## start

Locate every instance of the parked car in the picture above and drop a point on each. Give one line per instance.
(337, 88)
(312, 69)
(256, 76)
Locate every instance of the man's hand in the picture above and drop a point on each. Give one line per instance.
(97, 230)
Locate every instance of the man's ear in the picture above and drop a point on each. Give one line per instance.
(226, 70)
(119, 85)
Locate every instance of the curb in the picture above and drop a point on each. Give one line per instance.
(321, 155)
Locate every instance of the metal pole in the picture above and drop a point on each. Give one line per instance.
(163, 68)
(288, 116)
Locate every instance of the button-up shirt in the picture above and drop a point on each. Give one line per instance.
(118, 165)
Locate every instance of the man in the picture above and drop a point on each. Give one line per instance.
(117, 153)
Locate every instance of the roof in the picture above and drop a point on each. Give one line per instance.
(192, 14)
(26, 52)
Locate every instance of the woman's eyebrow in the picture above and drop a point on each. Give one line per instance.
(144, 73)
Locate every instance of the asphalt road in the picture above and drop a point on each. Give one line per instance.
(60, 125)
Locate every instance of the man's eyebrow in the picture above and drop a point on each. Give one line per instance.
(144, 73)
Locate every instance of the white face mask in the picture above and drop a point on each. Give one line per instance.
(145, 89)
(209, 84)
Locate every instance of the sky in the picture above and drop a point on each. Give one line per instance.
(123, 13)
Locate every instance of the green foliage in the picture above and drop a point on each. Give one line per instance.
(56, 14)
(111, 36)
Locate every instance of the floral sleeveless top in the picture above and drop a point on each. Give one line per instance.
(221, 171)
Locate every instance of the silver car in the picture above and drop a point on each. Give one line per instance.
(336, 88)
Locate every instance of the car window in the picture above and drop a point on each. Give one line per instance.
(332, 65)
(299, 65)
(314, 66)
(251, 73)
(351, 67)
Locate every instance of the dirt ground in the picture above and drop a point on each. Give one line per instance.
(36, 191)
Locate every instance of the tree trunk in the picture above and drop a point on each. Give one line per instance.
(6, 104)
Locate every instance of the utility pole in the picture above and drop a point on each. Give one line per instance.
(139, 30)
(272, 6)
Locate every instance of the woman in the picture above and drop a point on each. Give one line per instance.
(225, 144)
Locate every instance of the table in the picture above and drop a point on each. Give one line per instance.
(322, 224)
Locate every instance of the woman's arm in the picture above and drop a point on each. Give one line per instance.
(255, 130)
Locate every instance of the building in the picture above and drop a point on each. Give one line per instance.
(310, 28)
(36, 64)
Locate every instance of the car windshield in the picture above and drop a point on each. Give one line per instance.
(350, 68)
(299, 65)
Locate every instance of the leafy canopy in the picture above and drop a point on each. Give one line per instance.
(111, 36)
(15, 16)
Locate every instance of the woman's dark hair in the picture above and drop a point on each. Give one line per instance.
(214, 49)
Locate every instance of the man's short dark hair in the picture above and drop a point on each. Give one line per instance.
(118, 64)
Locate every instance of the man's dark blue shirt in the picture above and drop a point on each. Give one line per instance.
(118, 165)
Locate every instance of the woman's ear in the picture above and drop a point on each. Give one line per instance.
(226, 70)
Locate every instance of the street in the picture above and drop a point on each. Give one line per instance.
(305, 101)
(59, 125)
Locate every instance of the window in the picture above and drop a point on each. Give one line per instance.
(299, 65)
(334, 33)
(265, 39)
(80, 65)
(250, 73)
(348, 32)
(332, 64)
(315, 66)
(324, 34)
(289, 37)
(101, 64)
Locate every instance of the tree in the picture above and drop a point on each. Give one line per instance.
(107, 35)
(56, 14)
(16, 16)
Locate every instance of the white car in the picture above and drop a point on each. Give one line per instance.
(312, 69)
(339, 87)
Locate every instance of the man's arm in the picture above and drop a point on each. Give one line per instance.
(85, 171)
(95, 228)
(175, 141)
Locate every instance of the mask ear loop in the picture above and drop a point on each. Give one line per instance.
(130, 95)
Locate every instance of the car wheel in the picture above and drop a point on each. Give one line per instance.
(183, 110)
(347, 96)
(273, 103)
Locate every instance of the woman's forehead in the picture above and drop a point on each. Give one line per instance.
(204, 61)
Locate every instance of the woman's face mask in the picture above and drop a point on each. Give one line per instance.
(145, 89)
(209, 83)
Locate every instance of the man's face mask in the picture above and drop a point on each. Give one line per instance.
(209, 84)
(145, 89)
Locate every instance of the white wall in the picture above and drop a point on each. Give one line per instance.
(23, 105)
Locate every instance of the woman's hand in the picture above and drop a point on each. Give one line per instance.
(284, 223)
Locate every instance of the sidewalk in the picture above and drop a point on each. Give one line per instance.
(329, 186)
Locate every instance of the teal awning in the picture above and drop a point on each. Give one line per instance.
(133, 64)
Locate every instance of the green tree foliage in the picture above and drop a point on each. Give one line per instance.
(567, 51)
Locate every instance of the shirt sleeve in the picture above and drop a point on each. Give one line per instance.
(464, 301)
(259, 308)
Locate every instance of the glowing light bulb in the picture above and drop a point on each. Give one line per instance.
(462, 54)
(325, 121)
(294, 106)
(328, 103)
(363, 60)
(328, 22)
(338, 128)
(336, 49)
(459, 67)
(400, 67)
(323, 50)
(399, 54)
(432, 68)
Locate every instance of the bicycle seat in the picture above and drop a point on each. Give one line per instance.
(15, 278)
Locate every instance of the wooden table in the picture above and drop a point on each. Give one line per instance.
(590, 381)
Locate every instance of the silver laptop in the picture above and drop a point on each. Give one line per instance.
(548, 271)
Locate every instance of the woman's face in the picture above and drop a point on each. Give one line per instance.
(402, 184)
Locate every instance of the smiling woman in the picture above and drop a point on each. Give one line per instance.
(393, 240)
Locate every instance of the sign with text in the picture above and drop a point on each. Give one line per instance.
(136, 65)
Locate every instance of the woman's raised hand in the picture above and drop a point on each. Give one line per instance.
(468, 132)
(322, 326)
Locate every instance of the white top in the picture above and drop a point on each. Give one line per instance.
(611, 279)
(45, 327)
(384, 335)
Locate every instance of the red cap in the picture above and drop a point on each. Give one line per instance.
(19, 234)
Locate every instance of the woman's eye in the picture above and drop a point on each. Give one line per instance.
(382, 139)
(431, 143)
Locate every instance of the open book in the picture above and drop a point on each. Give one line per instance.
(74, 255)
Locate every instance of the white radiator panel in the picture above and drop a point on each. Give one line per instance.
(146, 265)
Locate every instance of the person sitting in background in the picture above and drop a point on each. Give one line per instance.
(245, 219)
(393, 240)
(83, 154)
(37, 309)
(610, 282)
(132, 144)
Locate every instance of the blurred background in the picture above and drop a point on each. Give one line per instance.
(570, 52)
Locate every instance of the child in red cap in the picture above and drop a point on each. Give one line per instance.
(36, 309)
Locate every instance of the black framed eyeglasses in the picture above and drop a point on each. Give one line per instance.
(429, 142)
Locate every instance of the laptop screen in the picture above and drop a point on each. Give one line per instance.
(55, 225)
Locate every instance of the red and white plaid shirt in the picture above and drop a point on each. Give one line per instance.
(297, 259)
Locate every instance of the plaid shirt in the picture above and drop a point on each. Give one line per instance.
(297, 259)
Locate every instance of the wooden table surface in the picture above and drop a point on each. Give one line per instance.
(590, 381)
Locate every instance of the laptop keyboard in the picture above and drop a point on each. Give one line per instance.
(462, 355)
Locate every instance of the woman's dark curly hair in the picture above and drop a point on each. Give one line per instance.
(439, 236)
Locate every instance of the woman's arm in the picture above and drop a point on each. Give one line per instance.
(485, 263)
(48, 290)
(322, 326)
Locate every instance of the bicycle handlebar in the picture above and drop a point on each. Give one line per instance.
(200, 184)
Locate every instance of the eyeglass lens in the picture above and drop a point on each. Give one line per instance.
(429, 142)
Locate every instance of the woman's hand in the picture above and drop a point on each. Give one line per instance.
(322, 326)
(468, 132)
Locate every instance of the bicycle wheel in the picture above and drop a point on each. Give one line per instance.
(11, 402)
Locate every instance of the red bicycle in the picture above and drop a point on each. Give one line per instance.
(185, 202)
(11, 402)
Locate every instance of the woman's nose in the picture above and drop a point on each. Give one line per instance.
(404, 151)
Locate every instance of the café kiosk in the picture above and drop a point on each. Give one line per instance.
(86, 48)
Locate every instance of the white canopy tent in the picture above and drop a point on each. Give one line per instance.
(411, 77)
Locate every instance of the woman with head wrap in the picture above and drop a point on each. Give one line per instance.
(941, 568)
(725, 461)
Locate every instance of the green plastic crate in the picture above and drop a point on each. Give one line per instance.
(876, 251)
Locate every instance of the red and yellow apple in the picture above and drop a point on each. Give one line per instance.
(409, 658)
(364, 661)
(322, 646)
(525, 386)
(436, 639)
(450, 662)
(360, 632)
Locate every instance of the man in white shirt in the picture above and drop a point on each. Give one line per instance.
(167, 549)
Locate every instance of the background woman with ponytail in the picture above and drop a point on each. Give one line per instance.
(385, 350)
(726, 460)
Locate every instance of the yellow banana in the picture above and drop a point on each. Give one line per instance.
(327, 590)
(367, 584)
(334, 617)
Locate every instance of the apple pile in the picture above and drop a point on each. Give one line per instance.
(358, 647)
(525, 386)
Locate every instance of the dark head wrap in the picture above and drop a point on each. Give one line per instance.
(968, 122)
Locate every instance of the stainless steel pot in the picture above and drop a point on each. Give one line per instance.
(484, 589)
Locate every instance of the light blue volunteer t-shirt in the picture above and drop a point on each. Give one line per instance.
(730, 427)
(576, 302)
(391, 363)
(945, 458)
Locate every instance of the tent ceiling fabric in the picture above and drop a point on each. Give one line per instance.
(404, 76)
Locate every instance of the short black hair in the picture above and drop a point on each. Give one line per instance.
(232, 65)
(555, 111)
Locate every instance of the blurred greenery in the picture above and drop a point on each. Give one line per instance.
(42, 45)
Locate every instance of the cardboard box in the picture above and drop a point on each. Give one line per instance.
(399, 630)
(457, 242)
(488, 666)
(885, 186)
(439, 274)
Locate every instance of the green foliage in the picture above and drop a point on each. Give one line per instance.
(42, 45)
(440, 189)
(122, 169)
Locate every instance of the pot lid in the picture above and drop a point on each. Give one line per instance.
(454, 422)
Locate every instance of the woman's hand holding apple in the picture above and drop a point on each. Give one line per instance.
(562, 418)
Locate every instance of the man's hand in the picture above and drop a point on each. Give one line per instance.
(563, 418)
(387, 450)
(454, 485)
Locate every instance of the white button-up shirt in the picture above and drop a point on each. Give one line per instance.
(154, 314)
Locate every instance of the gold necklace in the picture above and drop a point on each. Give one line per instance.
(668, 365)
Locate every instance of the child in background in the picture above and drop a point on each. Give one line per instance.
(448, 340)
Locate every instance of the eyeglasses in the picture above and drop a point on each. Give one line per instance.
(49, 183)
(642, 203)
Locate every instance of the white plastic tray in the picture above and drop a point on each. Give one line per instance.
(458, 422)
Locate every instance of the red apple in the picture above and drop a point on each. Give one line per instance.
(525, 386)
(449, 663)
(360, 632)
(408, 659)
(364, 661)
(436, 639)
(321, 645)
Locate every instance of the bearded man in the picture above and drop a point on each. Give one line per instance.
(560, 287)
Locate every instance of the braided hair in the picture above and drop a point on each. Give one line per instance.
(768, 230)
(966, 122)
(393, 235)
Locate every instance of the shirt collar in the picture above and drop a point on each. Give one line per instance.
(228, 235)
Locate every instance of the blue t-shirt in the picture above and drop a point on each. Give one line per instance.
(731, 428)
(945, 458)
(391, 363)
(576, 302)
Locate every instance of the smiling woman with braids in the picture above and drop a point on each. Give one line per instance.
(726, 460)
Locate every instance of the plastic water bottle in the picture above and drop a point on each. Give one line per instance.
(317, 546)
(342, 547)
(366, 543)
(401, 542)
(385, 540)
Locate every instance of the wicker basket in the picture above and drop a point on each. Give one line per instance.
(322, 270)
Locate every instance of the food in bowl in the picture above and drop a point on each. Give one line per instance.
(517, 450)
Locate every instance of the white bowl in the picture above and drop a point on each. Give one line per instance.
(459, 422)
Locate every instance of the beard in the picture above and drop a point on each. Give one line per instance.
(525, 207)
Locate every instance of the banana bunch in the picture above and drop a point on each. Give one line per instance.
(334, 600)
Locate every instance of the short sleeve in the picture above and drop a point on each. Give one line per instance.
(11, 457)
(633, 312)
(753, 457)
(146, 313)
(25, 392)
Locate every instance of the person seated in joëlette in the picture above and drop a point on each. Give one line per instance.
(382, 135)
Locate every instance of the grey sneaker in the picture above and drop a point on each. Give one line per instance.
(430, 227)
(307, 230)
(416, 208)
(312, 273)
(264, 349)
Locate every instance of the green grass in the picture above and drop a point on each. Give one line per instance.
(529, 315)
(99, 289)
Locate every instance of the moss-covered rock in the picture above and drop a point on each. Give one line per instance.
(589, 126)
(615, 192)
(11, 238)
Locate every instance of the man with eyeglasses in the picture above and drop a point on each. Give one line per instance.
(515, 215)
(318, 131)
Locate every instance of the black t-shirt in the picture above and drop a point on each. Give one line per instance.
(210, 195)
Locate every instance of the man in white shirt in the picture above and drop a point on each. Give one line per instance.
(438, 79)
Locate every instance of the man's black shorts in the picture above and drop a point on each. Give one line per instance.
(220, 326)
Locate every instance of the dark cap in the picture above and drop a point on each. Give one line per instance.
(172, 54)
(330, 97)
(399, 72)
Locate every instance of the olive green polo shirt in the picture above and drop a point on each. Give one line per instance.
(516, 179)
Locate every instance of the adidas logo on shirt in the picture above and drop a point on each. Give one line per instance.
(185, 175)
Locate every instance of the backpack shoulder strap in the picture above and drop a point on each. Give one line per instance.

## end

Your instructions.
Above are the records; copy exactly the lines from the one with "Locate every instance of the dark cap" through the final line.

Solution to this exercise.
Locate every instance of the dark cap in the picture above and drop a point on each. Give one line per instance.
(172, 54)
(330, 97)
(399, 72)
Locate every instance of the olive green polo shirt in the picture above and drop a point on each. Give one line per instance.
(516, 179)
Locate every instance of the adidas logo on shirt in the picture above and drop a point on each. Give one line per instance.
(185, 175)
Locate every instance of the backpack shoulder strap in the picture above and drop a point on each. Give one line per instance.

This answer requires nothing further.